── Supplied information ──

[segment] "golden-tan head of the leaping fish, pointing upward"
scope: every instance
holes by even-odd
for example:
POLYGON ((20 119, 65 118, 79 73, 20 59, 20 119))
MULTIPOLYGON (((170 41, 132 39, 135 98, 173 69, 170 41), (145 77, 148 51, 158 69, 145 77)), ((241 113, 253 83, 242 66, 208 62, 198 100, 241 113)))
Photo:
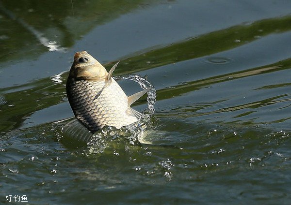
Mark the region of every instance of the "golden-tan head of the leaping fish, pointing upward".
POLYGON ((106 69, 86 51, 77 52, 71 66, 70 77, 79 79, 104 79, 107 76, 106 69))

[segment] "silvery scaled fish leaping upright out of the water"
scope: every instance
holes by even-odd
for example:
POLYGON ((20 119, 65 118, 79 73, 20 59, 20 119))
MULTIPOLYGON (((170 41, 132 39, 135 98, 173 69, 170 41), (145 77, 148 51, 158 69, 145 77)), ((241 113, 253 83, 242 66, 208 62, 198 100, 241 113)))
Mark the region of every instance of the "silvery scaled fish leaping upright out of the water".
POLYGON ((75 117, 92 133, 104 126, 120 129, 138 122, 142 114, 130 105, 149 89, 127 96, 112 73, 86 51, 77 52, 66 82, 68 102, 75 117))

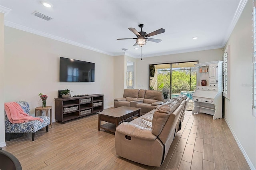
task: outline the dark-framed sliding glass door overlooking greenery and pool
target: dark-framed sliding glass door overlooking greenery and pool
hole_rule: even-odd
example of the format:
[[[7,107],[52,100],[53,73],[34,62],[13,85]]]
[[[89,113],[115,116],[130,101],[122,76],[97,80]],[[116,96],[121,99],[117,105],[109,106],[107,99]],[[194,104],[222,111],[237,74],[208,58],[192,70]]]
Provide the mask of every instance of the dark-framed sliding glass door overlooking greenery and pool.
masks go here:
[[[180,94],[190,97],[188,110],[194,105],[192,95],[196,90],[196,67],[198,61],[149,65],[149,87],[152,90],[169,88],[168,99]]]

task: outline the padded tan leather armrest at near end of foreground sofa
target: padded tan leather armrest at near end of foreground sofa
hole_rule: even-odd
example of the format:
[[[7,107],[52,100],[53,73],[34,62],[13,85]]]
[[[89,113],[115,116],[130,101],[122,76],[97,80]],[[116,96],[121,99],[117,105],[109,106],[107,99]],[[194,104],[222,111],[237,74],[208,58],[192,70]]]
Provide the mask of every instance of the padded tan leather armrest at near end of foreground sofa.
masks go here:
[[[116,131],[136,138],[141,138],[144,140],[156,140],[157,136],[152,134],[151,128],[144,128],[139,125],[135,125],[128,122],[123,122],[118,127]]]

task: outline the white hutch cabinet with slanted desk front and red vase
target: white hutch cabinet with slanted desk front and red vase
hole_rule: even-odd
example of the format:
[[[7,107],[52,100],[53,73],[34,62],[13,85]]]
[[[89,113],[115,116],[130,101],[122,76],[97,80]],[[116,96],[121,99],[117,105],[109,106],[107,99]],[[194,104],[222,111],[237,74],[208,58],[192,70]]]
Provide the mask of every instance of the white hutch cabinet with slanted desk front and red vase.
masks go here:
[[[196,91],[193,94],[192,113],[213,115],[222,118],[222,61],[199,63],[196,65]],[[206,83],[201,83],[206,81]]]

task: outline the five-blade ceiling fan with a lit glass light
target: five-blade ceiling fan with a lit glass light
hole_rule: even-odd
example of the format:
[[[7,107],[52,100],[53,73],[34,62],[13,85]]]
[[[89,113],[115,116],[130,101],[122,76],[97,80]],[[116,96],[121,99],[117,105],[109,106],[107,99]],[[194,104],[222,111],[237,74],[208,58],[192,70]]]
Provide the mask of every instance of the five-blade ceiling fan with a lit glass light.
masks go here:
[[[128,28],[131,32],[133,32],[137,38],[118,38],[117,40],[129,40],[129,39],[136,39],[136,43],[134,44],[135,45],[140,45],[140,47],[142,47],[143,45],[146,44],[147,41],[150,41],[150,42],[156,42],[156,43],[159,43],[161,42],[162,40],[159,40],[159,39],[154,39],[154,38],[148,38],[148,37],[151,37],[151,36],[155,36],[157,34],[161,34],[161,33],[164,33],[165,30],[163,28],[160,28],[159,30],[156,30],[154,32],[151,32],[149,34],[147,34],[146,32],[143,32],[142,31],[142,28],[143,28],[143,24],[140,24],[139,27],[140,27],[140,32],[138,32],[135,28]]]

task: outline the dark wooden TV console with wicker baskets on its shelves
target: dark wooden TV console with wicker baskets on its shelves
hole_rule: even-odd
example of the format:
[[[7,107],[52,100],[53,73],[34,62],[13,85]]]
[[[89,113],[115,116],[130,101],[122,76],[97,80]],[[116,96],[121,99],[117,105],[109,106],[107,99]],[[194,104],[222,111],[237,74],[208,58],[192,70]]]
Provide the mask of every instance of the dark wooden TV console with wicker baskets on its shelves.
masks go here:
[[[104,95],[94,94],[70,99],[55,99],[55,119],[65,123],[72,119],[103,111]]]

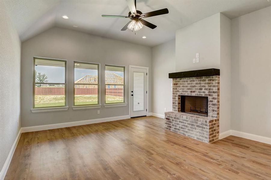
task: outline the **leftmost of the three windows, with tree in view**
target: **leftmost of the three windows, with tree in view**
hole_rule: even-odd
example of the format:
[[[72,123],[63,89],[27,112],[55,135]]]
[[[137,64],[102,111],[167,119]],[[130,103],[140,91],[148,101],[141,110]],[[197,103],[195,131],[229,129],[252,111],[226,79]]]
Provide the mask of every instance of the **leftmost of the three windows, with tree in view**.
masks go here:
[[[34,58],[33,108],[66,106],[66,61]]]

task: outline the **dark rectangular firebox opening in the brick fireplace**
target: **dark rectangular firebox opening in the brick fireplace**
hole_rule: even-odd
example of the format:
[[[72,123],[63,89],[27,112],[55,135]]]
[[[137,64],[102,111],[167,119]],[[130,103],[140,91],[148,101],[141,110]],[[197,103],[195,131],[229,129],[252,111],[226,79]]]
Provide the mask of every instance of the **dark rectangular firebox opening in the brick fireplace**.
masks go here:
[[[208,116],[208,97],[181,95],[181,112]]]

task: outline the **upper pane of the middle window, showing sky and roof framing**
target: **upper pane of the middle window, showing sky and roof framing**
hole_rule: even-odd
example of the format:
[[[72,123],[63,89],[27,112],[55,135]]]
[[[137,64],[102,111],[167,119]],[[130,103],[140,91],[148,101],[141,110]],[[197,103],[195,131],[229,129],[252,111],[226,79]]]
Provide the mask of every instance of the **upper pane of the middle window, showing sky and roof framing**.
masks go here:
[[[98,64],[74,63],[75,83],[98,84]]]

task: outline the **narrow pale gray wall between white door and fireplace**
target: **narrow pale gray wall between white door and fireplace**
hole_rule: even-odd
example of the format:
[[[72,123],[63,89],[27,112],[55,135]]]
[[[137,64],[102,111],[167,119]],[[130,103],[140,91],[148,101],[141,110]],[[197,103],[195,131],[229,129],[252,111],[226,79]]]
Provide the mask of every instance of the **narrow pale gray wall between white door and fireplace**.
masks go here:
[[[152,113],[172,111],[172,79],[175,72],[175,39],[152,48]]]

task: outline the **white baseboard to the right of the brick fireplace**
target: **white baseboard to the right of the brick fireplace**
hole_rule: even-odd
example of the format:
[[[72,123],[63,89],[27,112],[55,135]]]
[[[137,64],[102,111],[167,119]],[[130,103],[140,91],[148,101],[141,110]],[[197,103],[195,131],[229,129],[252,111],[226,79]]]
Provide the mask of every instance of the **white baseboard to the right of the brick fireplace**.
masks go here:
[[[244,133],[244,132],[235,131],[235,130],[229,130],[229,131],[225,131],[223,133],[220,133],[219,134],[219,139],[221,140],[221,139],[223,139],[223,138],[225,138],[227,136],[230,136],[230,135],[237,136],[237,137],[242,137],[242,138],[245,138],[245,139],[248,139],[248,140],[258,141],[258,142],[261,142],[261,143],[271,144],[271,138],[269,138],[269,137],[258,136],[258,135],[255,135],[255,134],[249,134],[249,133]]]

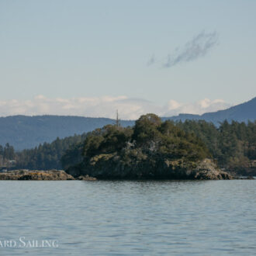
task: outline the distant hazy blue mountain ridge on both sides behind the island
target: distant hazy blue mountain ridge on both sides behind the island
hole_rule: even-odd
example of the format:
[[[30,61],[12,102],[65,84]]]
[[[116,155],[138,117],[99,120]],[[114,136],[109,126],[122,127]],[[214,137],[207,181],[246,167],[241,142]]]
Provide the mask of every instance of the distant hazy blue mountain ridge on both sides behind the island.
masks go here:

───

▸ **What the exercise asks**
Wherever the word "narrow" appears in the listing above, copy the whole line.

▸ **Result of this task**
task: outline the **narrow pale gray wall between white door and fireplace**
target: **narrow pale gray wall between white door and fireplace**
Provide the mask of every instance of the **narrow pale gray wall between white door and fireplace**.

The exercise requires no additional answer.